Stored data entries
§ §

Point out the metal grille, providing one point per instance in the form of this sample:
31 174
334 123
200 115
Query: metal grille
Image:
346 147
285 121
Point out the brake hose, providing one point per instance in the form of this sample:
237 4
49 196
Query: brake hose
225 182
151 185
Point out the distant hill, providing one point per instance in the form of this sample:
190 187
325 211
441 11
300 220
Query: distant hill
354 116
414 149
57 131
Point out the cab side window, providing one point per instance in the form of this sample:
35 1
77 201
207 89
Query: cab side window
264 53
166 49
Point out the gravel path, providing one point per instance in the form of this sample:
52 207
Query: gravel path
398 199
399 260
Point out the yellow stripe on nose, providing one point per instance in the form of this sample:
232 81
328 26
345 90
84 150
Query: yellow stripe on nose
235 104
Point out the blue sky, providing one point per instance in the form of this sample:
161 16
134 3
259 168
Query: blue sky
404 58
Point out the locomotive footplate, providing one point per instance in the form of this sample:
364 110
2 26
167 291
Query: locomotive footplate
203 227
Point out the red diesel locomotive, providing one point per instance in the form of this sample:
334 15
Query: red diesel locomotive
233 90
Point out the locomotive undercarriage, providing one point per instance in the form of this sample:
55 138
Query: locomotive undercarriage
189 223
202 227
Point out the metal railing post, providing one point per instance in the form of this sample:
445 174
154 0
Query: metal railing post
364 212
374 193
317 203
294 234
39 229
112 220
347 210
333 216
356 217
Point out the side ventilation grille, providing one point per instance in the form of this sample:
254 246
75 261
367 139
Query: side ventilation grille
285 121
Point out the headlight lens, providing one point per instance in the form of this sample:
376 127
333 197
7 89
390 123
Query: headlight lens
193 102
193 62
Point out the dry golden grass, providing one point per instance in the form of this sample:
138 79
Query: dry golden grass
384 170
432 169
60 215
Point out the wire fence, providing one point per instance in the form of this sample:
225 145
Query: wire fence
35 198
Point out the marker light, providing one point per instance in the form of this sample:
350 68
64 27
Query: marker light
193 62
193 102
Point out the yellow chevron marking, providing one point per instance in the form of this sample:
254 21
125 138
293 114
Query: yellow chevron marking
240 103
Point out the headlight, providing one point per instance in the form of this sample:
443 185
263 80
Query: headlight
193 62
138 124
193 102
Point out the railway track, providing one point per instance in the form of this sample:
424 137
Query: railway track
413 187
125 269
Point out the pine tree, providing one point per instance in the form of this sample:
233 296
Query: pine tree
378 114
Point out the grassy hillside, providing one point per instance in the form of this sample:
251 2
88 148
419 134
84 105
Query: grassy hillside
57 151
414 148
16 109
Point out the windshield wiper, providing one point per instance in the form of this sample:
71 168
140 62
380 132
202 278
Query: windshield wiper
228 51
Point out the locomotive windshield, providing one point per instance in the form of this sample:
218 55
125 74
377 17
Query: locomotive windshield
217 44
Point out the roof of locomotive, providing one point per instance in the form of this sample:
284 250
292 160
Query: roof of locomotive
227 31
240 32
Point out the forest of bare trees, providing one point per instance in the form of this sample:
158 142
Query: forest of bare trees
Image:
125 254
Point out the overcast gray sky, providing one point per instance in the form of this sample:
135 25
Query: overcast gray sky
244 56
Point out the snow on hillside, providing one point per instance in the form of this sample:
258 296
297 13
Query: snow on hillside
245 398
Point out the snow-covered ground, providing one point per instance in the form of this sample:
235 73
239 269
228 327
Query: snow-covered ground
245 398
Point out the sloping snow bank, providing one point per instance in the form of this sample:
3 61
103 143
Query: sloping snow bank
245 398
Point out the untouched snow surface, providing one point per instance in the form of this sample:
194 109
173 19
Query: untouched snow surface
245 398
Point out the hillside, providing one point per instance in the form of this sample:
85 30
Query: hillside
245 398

§ §

*Assigned task:*
The range runs from the line with "Query: untouched snow surface" to the last line of the entries above, both included. Restate it word for word.

*Solution for this problem:*
Query: untouched snow surface
245 398
Point out the hillside, providing one point per instance in the form of this sample:
85 30
Query: hillside
245 398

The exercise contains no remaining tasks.